**To be done**
Extract every line of the records below that contains the string "cloud", copying each one unchanged.

**Dataset excerpts**
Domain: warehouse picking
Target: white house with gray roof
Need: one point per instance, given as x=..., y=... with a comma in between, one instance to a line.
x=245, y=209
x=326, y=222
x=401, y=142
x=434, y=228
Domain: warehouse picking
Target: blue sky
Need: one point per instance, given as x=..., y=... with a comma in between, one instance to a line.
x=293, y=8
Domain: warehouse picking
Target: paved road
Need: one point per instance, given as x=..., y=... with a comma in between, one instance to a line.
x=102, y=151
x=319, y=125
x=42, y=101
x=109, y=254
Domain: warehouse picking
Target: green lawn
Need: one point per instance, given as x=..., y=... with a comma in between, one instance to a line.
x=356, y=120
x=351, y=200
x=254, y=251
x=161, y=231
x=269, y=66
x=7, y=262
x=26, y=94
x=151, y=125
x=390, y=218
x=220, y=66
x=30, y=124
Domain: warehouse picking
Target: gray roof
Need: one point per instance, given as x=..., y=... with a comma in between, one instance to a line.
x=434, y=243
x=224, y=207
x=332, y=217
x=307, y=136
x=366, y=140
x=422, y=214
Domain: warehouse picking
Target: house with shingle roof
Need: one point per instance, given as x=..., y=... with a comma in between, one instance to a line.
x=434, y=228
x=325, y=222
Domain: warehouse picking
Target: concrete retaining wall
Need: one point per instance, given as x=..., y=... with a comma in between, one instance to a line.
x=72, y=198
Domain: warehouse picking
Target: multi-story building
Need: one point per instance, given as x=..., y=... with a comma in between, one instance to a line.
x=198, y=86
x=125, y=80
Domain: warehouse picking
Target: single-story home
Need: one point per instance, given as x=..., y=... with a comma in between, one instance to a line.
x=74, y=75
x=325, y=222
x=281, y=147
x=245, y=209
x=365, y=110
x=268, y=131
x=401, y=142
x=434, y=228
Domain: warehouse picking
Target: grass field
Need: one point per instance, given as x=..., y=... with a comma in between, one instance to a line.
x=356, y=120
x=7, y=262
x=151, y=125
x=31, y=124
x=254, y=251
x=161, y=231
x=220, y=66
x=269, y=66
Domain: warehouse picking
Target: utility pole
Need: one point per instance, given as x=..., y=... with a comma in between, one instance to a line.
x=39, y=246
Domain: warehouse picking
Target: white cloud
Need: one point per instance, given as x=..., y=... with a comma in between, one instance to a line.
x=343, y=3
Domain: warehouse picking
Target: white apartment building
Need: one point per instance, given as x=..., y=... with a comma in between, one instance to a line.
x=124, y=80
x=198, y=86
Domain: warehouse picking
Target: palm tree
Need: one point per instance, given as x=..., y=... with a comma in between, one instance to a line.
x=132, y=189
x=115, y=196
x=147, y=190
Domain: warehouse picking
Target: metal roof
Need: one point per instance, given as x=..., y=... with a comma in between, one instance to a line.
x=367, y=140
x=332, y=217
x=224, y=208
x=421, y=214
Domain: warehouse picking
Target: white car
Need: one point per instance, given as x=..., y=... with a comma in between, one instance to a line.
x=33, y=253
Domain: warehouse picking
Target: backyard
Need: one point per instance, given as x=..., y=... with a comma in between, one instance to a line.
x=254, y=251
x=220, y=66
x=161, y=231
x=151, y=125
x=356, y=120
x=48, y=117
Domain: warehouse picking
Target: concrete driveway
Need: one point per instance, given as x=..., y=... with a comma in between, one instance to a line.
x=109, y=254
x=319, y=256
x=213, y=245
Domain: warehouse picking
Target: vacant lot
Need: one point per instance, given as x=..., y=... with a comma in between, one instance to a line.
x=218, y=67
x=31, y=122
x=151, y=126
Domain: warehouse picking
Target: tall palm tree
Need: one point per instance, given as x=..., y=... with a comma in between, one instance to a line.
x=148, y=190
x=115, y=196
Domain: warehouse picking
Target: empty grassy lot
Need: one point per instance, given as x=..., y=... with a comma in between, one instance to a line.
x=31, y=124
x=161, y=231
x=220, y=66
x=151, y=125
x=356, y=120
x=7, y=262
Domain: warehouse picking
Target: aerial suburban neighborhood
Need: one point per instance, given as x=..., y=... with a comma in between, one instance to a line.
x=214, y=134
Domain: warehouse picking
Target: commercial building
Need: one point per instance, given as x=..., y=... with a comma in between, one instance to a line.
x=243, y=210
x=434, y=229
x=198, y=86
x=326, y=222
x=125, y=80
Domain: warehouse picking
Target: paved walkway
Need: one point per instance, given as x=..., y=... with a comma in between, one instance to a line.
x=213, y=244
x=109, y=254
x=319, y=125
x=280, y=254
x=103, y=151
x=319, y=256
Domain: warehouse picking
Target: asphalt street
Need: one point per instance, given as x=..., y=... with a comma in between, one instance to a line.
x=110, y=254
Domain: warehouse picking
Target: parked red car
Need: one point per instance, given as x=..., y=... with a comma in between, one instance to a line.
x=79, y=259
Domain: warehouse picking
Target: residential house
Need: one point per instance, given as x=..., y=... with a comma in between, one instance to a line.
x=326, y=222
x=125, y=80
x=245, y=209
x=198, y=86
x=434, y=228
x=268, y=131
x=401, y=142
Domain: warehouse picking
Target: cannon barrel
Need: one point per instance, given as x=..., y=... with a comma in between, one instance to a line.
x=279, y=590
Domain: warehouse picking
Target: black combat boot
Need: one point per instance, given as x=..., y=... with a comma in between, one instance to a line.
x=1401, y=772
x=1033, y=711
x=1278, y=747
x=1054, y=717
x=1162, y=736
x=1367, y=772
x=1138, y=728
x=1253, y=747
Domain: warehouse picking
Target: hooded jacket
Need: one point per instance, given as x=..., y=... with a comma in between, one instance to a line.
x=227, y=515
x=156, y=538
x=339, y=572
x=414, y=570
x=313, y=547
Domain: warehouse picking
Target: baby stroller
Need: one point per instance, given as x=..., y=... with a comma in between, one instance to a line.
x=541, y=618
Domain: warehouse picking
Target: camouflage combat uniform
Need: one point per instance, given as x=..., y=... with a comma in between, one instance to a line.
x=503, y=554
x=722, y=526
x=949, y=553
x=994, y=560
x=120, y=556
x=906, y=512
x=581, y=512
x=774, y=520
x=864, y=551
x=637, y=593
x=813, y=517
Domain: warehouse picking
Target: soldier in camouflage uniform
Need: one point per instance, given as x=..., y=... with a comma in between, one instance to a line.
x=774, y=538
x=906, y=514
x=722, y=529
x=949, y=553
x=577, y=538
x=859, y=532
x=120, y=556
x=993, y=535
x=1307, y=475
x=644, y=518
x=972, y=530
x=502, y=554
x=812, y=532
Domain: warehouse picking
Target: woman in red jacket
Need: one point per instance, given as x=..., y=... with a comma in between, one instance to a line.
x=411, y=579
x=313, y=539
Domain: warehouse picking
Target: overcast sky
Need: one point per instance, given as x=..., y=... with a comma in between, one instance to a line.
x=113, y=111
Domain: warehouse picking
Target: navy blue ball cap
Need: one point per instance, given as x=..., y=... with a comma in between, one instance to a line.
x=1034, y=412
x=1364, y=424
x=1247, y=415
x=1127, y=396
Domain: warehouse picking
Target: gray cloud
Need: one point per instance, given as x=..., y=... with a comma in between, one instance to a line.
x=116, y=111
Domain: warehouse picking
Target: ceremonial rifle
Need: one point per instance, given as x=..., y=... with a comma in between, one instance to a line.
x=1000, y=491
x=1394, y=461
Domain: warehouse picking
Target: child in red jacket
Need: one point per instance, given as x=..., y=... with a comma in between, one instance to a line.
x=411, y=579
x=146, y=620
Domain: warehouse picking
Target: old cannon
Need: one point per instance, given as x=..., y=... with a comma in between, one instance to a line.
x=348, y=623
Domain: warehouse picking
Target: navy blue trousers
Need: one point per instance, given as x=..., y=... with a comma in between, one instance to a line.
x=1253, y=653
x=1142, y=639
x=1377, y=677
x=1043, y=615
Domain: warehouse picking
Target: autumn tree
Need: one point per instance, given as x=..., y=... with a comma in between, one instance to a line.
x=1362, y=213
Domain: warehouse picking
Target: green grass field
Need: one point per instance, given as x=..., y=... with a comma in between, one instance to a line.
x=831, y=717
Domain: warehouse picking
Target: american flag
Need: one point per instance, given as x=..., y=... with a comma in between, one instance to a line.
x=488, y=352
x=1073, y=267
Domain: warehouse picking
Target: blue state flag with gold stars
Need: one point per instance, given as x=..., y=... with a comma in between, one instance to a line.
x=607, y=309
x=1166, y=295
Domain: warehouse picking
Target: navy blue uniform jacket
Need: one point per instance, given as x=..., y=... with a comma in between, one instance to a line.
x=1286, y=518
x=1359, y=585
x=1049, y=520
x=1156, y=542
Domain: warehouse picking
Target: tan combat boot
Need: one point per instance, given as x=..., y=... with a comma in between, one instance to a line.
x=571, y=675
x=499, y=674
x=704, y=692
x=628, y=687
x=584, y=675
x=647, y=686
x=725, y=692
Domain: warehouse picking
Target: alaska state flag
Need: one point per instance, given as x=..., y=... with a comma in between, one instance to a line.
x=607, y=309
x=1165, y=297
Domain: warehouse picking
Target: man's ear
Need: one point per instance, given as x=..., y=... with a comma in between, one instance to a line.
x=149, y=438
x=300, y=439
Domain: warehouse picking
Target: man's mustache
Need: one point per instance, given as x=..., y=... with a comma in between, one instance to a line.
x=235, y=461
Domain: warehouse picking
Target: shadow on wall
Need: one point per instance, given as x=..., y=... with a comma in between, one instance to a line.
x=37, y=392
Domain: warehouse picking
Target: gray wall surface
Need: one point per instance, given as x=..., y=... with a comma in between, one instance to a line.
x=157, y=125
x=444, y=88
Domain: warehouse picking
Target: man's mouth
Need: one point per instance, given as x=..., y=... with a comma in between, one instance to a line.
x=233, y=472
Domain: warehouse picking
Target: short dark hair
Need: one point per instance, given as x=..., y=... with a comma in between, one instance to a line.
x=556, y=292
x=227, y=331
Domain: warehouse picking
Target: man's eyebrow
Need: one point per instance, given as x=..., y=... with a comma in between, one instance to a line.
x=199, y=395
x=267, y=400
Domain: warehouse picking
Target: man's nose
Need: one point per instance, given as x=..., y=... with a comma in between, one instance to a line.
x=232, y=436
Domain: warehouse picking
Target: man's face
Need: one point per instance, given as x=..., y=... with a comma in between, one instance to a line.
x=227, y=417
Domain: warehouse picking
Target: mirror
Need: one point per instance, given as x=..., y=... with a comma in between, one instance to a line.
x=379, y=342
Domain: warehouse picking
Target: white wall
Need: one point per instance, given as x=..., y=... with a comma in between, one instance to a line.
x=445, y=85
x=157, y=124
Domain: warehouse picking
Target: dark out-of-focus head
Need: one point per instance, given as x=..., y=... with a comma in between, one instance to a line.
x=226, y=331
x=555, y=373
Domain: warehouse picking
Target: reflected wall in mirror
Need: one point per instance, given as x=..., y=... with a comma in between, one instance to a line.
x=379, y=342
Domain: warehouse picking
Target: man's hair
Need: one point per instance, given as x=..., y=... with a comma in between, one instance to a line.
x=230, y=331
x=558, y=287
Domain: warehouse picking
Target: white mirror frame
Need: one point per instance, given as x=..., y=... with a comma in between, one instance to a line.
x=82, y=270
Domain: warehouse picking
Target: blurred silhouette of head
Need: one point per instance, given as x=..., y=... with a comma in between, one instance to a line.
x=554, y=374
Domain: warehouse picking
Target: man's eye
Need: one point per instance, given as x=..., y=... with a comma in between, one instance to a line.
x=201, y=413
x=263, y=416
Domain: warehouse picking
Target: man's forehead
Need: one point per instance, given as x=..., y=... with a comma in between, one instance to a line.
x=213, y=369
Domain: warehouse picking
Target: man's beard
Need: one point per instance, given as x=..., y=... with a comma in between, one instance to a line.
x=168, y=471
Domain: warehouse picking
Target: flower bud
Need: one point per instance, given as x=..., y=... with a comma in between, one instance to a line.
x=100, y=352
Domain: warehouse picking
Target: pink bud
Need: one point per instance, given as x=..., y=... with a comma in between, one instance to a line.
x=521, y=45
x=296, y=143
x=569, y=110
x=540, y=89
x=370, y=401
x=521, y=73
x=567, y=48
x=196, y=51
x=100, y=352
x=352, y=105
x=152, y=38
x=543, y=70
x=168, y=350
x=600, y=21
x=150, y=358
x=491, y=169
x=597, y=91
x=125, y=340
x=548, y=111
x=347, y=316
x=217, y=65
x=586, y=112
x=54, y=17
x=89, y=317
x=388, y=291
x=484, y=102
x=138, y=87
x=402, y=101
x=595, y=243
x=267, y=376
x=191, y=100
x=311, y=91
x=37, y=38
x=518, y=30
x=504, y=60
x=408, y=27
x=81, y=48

**Output of the task**
Target: white cloud
Target: gray cloud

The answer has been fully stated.